* Objective *
Repeat the lines beginning at the one with "Exercise. Spot the pile" and running to the end of the material, keeping the first and last of them, exactly as they appear.

[Dataset rows on where objects appear]

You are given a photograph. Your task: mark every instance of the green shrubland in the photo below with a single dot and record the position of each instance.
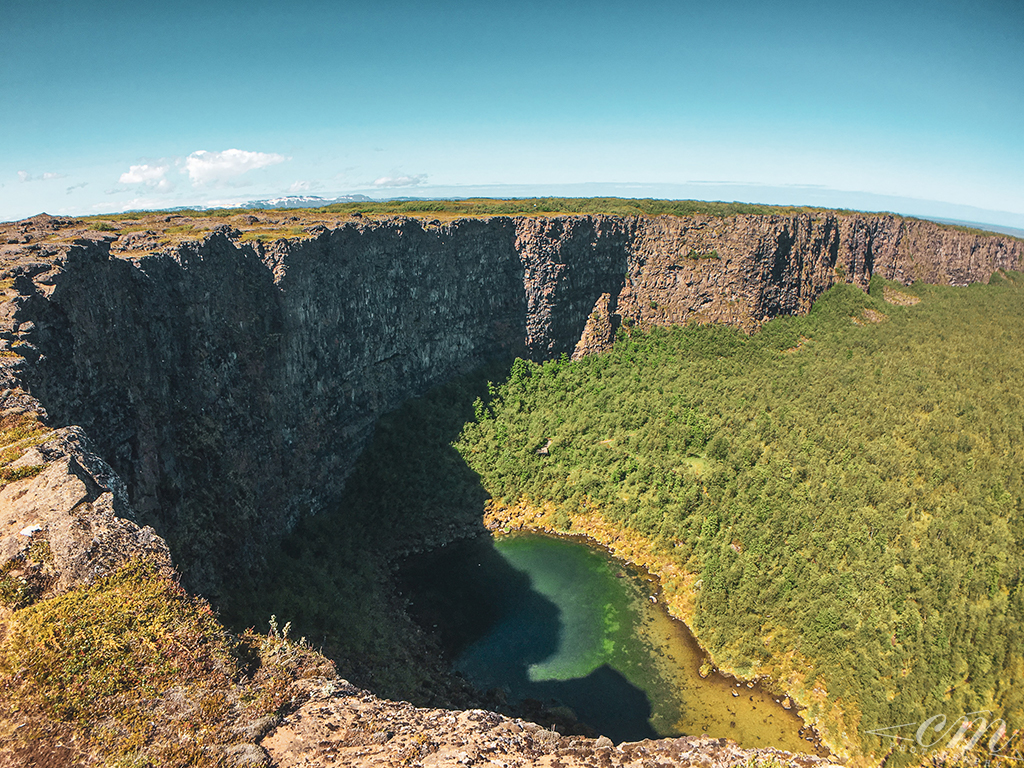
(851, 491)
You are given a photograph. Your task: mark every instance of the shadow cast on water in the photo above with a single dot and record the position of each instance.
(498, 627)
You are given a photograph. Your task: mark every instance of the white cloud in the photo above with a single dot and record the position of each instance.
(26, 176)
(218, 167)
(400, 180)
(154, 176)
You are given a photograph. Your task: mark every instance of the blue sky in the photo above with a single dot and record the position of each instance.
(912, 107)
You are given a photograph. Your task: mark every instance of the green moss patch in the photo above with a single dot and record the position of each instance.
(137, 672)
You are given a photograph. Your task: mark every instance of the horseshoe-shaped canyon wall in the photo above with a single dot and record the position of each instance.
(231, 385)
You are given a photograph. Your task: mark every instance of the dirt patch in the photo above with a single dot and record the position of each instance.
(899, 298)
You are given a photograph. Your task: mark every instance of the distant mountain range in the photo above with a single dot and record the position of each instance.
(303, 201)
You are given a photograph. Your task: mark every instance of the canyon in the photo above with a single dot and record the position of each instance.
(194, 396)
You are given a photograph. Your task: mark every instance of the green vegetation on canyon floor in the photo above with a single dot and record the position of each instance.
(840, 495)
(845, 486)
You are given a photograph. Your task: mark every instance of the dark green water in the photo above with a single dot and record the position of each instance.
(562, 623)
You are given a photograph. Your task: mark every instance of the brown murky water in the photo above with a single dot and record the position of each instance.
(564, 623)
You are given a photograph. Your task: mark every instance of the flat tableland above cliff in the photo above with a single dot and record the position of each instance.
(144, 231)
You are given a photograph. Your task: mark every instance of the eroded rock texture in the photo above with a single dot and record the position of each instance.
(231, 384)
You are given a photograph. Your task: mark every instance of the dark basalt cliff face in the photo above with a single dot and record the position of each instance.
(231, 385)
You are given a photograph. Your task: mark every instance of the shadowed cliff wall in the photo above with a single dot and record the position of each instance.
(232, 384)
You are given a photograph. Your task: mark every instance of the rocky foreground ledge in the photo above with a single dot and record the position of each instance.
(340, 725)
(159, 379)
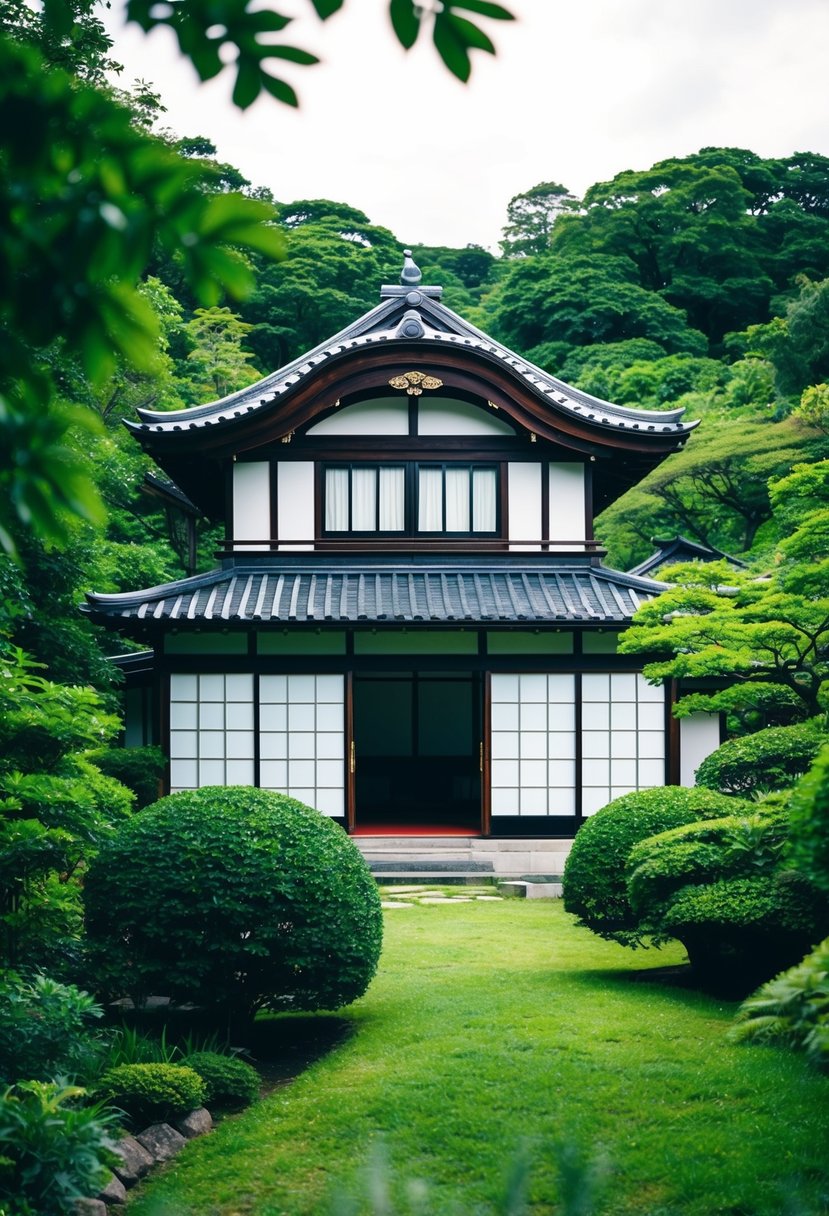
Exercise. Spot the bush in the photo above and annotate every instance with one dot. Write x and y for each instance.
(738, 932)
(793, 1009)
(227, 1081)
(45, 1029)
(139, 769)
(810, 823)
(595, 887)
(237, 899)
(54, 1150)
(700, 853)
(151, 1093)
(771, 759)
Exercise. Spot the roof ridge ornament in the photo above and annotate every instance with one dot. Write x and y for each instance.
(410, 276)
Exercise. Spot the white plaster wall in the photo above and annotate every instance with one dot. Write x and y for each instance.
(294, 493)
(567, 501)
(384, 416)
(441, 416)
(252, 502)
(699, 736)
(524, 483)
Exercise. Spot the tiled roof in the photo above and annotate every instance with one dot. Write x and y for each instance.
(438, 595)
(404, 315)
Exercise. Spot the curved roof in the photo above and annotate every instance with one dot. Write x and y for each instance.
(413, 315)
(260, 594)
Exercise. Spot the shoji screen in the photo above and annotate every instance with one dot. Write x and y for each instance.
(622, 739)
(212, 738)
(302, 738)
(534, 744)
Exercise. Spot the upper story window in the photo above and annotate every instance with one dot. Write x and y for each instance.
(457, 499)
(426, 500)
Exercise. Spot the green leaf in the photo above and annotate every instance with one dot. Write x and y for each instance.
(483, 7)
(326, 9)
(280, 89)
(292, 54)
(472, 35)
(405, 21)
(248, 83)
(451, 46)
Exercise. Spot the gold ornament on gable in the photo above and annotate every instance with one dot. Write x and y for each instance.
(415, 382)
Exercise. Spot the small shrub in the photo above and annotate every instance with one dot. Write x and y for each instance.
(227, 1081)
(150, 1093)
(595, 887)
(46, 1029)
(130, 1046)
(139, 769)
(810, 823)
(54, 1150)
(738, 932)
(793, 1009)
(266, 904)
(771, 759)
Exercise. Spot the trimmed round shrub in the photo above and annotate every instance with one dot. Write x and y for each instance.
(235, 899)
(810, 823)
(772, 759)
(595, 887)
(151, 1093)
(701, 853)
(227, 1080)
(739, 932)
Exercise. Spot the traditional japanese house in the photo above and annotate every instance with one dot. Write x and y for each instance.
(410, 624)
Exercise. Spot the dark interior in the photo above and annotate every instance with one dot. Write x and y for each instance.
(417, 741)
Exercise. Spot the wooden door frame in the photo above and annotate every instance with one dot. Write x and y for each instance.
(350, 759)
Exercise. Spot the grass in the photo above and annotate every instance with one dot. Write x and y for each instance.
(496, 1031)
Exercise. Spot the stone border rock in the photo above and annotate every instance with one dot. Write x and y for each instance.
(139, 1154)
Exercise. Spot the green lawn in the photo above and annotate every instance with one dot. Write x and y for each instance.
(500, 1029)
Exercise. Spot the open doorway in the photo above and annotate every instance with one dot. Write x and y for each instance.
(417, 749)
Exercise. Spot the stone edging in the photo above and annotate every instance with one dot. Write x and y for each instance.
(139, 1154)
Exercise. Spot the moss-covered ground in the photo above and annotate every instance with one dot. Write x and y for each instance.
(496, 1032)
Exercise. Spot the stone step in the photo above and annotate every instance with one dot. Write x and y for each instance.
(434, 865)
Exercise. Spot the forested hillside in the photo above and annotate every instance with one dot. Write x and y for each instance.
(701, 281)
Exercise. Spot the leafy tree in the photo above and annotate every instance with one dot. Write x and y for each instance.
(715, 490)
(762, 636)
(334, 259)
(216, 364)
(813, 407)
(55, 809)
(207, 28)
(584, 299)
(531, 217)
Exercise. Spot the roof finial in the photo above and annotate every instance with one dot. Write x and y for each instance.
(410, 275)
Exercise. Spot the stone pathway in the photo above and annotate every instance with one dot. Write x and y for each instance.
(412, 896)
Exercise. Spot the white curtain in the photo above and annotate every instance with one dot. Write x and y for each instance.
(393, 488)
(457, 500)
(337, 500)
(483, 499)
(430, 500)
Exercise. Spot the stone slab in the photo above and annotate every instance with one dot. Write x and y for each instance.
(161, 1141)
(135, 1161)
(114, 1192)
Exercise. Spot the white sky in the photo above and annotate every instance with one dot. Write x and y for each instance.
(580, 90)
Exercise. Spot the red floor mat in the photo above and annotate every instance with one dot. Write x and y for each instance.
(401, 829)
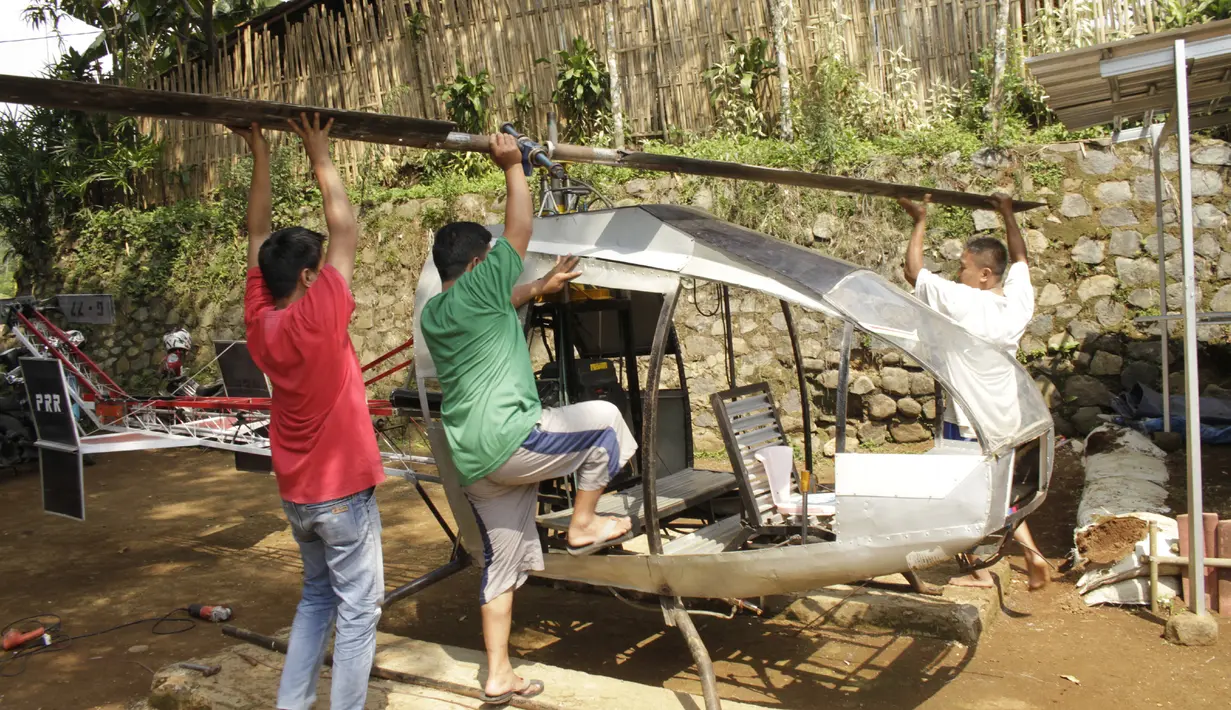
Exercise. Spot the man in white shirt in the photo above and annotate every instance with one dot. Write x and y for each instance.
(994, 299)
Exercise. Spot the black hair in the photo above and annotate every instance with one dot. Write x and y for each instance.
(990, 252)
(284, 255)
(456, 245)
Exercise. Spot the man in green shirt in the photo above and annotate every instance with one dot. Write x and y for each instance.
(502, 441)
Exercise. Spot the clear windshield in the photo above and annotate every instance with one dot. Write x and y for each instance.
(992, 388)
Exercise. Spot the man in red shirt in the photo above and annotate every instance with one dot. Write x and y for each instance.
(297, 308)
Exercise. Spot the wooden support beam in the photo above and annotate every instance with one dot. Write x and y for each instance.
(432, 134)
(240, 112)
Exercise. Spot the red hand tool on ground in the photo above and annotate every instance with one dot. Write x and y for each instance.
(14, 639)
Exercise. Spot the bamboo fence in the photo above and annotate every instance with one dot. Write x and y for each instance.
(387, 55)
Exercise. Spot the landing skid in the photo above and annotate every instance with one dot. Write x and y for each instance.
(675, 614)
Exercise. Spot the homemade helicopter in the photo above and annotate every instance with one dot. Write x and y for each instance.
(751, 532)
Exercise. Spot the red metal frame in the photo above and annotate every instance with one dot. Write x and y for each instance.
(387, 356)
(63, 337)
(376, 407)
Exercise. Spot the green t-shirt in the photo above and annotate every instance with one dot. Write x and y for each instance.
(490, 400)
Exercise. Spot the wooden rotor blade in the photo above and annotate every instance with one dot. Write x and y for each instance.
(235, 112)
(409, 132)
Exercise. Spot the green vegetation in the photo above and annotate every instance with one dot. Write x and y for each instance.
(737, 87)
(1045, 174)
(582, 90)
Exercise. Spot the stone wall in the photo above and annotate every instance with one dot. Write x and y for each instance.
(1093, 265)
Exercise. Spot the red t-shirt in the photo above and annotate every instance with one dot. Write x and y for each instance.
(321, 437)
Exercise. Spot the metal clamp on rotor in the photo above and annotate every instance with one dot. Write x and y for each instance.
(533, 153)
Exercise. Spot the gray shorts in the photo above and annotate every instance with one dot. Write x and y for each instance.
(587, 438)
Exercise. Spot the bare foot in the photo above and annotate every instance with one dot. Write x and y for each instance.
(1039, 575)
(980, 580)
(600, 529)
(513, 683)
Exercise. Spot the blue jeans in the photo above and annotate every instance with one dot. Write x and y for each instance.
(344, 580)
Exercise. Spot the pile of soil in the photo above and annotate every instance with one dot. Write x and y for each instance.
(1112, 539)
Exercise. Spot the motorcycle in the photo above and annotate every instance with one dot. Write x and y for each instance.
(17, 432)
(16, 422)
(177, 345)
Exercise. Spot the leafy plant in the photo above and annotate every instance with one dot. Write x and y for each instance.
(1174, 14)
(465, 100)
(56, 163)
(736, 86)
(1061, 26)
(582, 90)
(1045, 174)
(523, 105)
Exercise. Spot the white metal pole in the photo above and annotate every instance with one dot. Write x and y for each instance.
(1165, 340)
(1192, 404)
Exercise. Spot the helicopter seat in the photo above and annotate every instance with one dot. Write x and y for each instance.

* Complete answer *
Exercise. Spot the pile of soil in the photo above and annotate every instance with one dot. Write x and y for each instance.
(1112, 539)
Exercise. Spot the motorcycle in the photo above and annotate every instance with one dot. Write x and y for each instance.
(17, 432)
(16, 422)
(177, 345)
Exercise. Spot the leafy plant in the photo above and annotate every instance with one dot. Write x and y for each instance.
(1174, 14)
(465, 100)
(56, 163)
(736, 86)
(1061, 26)
(582, 90)
(1045, 174)
(523, 105)
Exercise. Spot the white metal pole in the photo above and annotate every instance with one dot. Write x and y for each instance.
(1165, 340)
(1192, 404)
Exercise. Spot the helicopter seat in the photo above and annotate every instance with one dot. Write x and y for each instance.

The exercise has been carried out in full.